======== DATA FOR PROCESSING ========
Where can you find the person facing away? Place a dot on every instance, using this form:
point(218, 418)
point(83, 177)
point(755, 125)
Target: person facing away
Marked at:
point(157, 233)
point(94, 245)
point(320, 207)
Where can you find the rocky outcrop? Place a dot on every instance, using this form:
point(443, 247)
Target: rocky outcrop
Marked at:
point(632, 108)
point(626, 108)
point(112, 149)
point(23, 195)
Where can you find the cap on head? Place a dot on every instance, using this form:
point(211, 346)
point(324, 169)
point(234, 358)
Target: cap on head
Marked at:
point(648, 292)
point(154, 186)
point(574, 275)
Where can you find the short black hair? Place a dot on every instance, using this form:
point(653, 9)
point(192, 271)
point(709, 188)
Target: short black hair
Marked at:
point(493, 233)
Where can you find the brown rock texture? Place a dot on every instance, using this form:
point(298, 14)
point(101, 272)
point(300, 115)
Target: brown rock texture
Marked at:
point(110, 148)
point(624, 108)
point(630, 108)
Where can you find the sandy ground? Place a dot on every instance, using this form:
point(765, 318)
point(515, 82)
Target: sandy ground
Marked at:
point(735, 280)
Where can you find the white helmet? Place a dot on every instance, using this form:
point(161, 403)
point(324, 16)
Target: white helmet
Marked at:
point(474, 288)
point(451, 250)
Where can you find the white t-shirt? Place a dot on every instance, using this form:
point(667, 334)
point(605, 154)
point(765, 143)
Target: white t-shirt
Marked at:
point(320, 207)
========
======== DATA FOR PROCESSING ========
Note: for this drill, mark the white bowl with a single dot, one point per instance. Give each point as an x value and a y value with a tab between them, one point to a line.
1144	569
========
======== DATA FOR PROCESSING ========
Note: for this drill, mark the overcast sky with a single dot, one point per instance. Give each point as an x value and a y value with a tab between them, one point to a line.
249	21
========
◆ **TASK INSTRUCTIONS**
For the string "head", filter the data and copy out each line where it occurs.

◆ **ANSWER BELOW**
Where can you find the cap on head? Place a dot on every instance, using this form:
Target: cap on head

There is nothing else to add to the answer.